Lesetext:
○ ○ ○ ○ ○

„Bitte erheben Sie sich…“

…diesen Satz kennen die meisten aus Filmen, in denen eine Gerichtsverhandlung stattfindet oder auch aufgrund persönlicher Erfahrungen. In Strafprozessen ist es üblich, dass sich die Anwesenden bei Eintritt des Gerichts erheben. Doch nicht jeder ist bereit dies ohne Widerstand hinzunehmen. So auch in diesem Fall, welcher jüngst durch das OLG Karlsruhe entschieden worden ist (Beschluss v. 5.1.2015, 2 Ws 448/14).

Bei einer Hauptverhandlung vor dem Amtsgericht Breisach am Rhein verhängte das Gericht gegen einen Angeklagten ein Ordnungsgeld in Höhe von 200 Euro, ersatzweise zwei Tage Ordnungshaft. Grund hierfür war, dass der Angeklagte sich nach einer kurzen Verhandlungspause beim erneuten Eintreten der Richterin weigerte sich zu von seinem Platz zu erheben.

○ ○ ○ ○ ○

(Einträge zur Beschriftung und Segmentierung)

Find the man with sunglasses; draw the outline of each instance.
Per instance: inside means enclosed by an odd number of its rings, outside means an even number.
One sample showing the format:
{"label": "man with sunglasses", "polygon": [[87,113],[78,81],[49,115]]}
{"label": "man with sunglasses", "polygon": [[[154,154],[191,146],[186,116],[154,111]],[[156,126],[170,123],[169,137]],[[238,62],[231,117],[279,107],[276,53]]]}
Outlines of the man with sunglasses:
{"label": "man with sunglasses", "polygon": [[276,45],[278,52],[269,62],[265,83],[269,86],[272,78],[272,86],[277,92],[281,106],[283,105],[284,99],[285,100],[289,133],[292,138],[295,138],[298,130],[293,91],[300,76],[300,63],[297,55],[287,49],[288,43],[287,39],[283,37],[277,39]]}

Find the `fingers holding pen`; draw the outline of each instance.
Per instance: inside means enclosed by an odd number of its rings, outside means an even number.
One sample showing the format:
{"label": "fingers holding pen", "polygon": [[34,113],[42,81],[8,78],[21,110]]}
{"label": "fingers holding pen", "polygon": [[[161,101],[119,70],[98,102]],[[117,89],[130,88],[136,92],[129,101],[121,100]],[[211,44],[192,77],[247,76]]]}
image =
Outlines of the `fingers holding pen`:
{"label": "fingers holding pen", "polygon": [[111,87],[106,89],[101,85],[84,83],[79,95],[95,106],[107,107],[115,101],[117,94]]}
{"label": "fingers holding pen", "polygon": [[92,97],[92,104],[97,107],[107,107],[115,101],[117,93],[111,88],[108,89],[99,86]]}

○ ○ ○ ○ ○

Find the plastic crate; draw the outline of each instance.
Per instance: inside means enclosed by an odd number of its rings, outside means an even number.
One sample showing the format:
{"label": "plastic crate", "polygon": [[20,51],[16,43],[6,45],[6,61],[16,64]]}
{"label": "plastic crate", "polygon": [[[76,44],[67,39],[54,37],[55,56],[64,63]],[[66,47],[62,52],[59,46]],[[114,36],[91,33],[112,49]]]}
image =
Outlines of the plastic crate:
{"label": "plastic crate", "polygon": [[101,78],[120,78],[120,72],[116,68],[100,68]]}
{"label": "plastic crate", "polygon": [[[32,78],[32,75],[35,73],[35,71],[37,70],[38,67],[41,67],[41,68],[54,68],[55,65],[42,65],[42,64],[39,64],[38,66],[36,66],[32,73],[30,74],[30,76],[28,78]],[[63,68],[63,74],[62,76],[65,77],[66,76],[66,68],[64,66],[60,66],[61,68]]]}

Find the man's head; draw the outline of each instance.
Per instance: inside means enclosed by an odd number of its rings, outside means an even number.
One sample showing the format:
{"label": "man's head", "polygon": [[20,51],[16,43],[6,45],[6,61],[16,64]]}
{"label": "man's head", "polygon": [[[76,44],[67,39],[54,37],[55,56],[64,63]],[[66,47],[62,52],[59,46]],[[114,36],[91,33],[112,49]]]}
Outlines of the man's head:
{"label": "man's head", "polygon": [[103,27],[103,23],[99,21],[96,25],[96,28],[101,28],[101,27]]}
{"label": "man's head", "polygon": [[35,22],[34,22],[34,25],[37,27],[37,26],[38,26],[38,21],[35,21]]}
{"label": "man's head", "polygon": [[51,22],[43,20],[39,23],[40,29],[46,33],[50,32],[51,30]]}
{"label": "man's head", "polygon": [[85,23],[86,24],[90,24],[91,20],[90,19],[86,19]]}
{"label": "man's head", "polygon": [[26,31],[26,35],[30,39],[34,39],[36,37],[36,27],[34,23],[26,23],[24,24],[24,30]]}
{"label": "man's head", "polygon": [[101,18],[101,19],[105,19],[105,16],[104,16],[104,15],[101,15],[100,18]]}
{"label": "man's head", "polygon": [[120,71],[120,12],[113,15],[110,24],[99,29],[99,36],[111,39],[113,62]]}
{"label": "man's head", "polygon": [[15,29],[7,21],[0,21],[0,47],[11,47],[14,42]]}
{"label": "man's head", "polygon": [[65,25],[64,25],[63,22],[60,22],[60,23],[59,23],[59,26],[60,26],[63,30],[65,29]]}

○ ○ ○ ○ ○

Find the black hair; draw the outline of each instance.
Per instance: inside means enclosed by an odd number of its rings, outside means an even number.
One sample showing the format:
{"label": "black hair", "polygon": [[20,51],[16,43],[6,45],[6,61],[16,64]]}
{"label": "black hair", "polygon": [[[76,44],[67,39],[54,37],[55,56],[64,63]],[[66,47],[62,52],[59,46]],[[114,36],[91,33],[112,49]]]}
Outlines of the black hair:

○ ○ ○ ○ ○

Zu erledigen:
Beantworte die folgenden Fragen zum Lesetext über das Aufstehen im Gerichtssaal:
1. Welches Gericht hat den Fall jüngst entschieden?
2. Vor welchem Gericht fand die Hauptverhandlung statt?
3. Wie hoch war das Ordnungsgeld, und was war ersatzweise vorgesehen?
Für die Bearbeitung sind die Einträge nicht nötig.

Lösung:
1. Das OLG Karlsruhe.
2. Vor dem Amtsgericht Breisach am Rhein.
3. 200 Euro, ersatzweise zwei Tage Ordnungshaft.